======== Quoted passage ========

Our Story: The Turcottes – The Worcester Ambassador Family
Webster, MA, March 15, 2013
Webster, MA, March 15, 2013 - At 18 weeks of pregnancy we found out our baby had a birth defect called gastroschisis. We had to prepare ourselves to have a baby that would have surgeries in the first few days of life, spend anywhere from six months to a year in the NICU, and possibly be born prematurely.
The pregnancy was filled with ultrasounds, steroids, NICU tours and surgeon meetings. During those months, the UMass Memorial Medical Center staff and NICU team prepared us as much as they could.
Our son Josh was born at 34 weeks with no sign of the defect and we all thought it was a miracle. But then the surgical team told us it was worse than what we thought. Josh had Short Bowel Syndrome (SBS), meaning he had lost most of his intestines and had just a 70 percent chance of survival.
The team at the NICU took such great care of Josh that he was able to come home at three months old after doing well and growing. Ten years have gone by and through all of his complications from SBS, including Crohns Disease, Josh still benefits from the care he received in the NICU.
If it weren’t for the top care that was given to him, his quality of life would be greatly diminished. None of this high-level care would have been available to us without the work of the March of Dimes and the research they have helped make possible. We owe them a lot for keeping our son alive and enabling him to do better than the statistics say he should.

======== Data provided ========

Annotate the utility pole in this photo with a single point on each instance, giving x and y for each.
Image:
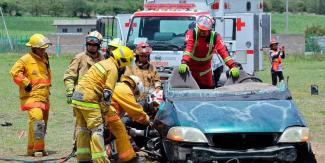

========

- Activity A
List every medical condition named in the Turcotte family story.
- Activity B
Copy everything in the Turcotte family story from "The pregnancy was" down to "in the NICU.".

- Task response A
gastroschisis, Short Bowel Syndrome (SBS), Crohns Disease

- Task response B
The pregnancy was filled with ultrasounds, steroids, NICU tours and surgeon meetings. During those months, the UMass Memorial Medical Center staff and NICU team prepared us as much as they could.
Our son Josh was born at 34 weeks with no sign of the defect and we all thought it was a miracle. But then the surgical team told us it was worse than what we thought. Josh had Short Bowel Syndrome (SBS), meaning he had lost most of his intestines and had just a 70 percent chance of survival.
The team at the NICU took such great care of Josh that he was able to come home at three months old after doing well and growing. Ten years have gone by and through all of his complications from SBS, including Crohns Disease, Josh still benefits from the care he received in the NICU.